# TASK DESCRIPTION:
Every record that follows should be printed verbatim.
___ EXTRACTED ENTRIES ___
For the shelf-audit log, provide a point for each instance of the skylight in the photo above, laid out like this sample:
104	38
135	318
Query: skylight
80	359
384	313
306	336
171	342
___
# ANSWER TO THE EXERCISE:
For the shelf-audit log, provide a point for each instance of the skylight in the photo above, laid out like this sample:
104	38
135	318
Query: skylight
80	359
384	313
306	336
171	342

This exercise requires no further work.